**THE TASK**.
Out of the data below, copy every line with the string "tree".

**Stored data entries**.
***

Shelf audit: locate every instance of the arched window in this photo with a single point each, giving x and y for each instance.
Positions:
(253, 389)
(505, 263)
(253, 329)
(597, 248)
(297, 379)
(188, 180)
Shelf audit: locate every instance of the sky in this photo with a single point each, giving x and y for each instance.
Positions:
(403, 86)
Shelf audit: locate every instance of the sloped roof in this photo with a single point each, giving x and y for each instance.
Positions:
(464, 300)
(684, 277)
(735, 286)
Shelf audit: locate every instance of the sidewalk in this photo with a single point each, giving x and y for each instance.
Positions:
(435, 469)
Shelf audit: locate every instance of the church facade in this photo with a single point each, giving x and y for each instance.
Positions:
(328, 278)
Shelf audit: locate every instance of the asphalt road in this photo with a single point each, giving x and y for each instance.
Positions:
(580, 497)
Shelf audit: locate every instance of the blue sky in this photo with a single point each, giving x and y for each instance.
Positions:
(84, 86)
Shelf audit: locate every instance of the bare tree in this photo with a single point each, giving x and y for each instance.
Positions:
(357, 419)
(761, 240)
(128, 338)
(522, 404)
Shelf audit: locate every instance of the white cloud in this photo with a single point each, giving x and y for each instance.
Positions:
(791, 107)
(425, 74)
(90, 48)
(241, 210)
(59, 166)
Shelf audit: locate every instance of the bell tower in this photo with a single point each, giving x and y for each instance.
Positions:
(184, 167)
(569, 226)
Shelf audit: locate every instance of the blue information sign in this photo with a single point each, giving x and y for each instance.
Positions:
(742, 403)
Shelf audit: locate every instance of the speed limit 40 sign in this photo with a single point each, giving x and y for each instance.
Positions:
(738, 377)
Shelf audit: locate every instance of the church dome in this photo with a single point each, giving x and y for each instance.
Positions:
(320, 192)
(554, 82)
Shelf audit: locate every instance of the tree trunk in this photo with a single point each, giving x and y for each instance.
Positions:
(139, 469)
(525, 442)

***

**SOLUTION TO THIS PROBLEM**.
Shelf audit: locate every instance of the bare tree in this photo with a single point each, giving x and y for each instance.
Shelf audit: locate every instance of the tree trunk in this photo with a single point each, giving x and y for each instance.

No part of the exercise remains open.